■ Text zur Durchsicht:
=======

Ob eine Frau mit 18 oder 20 Jahren ihre Freiheit aufgibt und für die Gesellschaft ins kalte Wasser taucht oder wie Sita im klassischen Epos ins Feuer springt. Hauptsache, sie kann beweisen, daß sie sich noch nicht durch Kontakte zu einem Mann verschmutzt hat. Bleibt nur die Hoffnung, daß das Feuer von Sita ausgeht oder die Hölzer naß bleiben und nicht Feuer fangen. Es ist an der Zeit, daß auch die nepalischen Männer nachweisen, daß sie noch rein sind, wenn sie in eine Ehe eintreten.
Solange die Worte der Frau nur als halbe Wahrheit gelten, wird Frauengerede auch nicht ernst genommen werden. Es ändert sich nichts an der Haltung der Gesellschaft, wenn nicht einmal wir Frauen selbst unsere eigenen Schwestern ernst nehmen. Den Männern kann es doch nur recht sein, wenn die Frauen einander schlecht machen.
Zu Hause gilt die Frau als Lebensquelle. Doch es stellt sich die Frage: Für wen schuftet sie eigentlich? Es war einfach immer so, und darum muß es auch weiterhin so bleiben. Die Frauen sind wie Saisonarbeiter: Wenn sie nicht mehr gebraucht werden, dann schickt man sie weg, und sei es nur deswegen, weil sie keine Söhne bekommen. Daran wird sich nichts ändern, solange die Eltern ihre Kinder zweiklassig erziehen: Erst die Söhne und vielleicht später ein ganz klein wenig auch die Töchter. Es muß wohl daran liegen, daß der Mann etwas in der Hose hat, nicht aber die Frau, daß sich die Gleichberechtigung der Frauen in Nepal so lange hinzieht.

=======

■ Ausgewählte Einträge:
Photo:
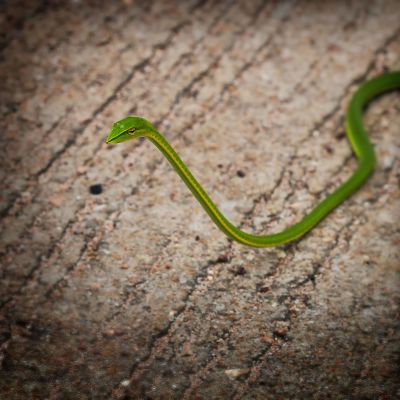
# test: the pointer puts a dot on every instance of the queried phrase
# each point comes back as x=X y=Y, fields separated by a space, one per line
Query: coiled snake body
x=134 y=127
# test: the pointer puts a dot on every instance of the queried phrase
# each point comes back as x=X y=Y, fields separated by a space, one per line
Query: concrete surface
x=133 y=293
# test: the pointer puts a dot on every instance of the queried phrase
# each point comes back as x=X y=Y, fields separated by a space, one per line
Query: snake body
x=134 y=127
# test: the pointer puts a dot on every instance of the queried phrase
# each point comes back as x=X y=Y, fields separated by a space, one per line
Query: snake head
x=128 y=128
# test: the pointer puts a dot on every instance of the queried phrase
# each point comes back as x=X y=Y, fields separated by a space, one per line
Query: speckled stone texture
x=114 y=282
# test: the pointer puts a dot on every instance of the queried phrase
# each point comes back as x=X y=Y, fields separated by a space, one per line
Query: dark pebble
x=95 y=189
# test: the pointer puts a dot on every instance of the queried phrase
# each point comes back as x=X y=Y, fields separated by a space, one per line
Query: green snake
x=134 y=127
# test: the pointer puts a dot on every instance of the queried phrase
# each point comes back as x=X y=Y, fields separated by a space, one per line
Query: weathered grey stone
x=133 y=293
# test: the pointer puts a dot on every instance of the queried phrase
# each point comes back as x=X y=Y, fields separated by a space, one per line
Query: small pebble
x=95 y=189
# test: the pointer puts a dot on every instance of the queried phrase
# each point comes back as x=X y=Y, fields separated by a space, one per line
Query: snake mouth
x=115 y=137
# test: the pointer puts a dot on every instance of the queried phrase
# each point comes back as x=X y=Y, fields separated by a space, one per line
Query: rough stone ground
x=133 y=293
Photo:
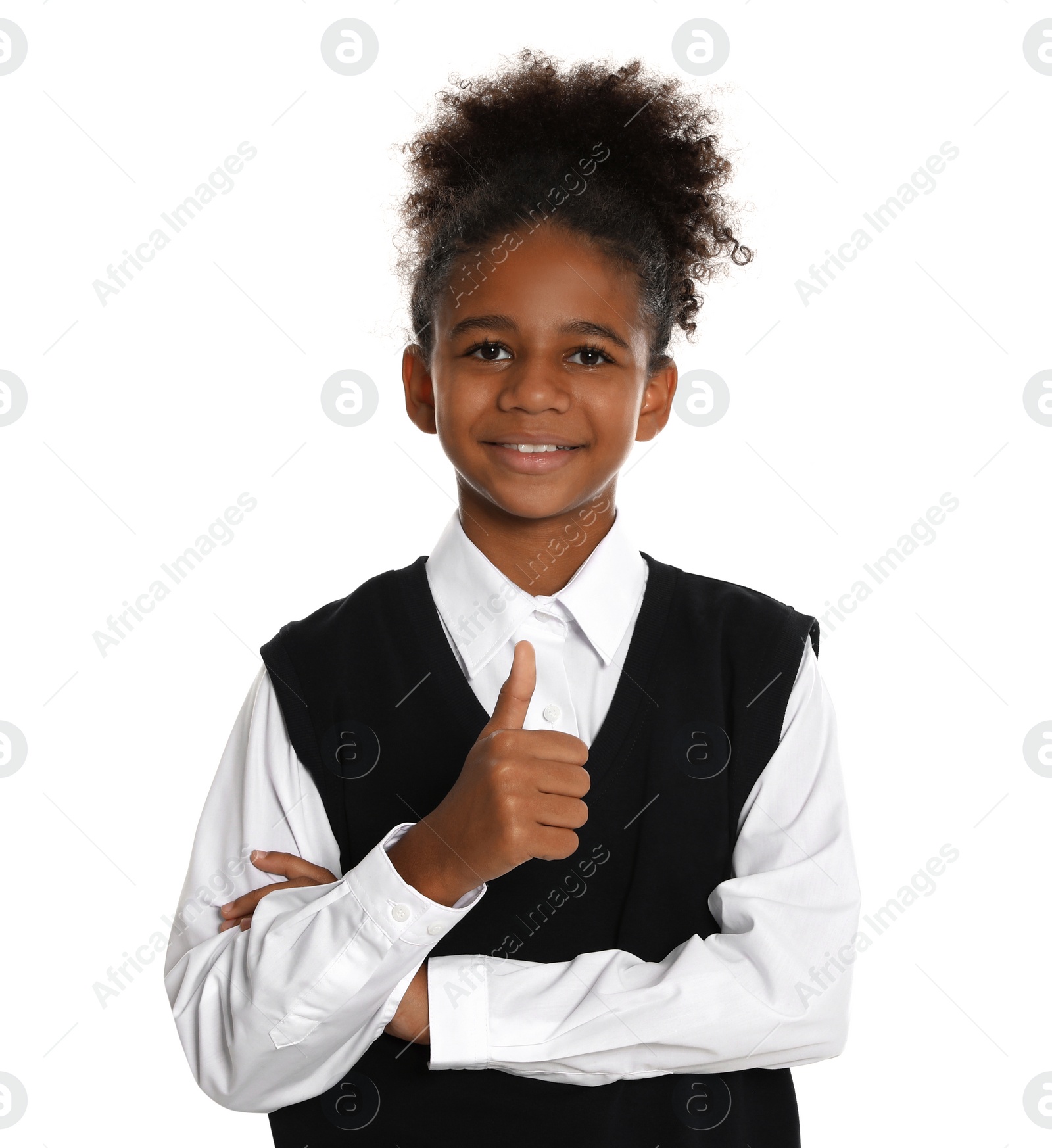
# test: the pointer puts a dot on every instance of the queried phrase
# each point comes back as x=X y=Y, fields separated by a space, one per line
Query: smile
x=527 y=448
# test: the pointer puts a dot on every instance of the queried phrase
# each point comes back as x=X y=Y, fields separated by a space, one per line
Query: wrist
x=424 y=861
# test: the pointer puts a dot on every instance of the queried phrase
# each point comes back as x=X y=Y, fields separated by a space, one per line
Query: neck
x=538 y=555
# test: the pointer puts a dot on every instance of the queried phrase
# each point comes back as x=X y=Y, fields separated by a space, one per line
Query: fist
x=518 y=797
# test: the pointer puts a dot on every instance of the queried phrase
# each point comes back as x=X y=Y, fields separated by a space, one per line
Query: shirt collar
x=483 y=609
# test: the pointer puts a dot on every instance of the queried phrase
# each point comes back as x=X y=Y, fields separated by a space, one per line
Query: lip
x=518 y=463
x=533 y=439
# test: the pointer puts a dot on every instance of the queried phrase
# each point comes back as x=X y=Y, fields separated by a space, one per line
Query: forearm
x=711 y=1006
x=771 y=990
x=278 y=1013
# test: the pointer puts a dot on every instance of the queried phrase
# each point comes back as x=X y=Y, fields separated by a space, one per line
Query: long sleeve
x=278 y=1013
x=771 y=990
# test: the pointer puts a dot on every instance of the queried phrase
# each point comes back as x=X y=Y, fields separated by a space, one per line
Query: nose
x=535 y=387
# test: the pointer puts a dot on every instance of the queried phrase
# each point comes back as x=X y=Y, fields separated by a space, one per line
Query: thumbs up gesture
x=518 y=797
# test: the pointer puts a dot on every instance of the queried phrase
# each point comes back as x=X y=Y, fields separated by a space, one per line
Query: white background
x=849 y=418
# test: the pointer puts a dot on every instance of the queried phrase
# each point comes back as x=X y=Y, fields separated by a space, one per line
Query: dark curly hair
x=623 y=156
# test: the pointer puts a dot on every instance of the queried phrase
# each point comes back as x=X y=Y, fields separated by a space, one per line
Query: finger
x=560 y=812
x=555 y=844
x=560 y=778
x=514 y=702
x=550 y=746
x=289 y=865
x=245 y=906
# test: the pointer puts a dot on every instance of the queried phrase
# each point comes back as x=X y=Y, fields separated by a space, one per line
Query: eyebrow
x=506 y=323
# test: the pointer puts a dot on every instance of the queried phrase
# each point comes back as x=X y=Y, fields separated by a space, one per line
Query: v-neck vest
x=381 y=715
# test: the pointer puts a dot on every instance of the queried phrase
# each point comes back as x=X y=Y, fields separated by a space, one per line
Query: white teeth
x=527 y=448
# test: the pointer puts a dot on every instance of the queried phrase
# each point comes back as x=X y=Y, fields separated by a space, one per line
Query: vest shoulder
x=740 y=611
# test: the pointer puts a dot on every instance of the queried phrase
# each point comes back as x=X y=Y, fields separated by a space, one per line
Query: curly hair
x=623 y=156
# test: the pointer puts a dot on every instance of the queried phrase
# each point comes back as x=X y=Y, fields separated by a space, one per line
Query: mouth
x=532 y=455
x=530 y=448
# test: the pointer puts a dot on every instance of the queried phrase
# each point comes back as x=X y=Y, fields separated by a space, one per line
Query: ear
x=658 y=401
x=419 y=392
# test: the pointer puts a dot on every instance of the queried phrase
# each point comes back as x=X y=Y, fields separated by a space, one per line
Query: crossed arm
x=279 y=1012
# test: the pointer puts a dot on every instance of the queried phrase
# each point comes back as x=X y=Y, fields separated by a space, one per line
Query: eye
x=489 y=352
x=593 y=356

=======

■ Arbeitsauftrag:
Gib aus dem Text über die Stellung der Frauen in Nepal die Stelle von „Zu Hause gilt“ bis „so lange hinzieht.“ wortgetreu wieder.

■ Schriftliche Lösung:
Zu Hause gilt die Frau als Lebensquelle. Doch es stellt sich die Frage: Für wen schuftet sie eigentlich? Es war einfach immer so, und darum muß es auch weiterhin so bleiben. Die Frauen sind wie Saisonarbeiter: Wenn sie nicht mehr gebraucht werden, dann schickt man sie weg, und sei es nur deswegen, weil sie keine Söhne bekommen. Daran wird sich nichts ändern, solange die Eltern ihre Kinder zweiklassig erziehen: Erst die Söhne und vielleicht später ein ganz klein wenig auch die Töchter. Es muß wohl daran liegen, daß der Mann etwas in der Hose hat, nicht aber die Frau, daß sich die Gleichberechtigung der Frauen in Nepal so lange hinzieht.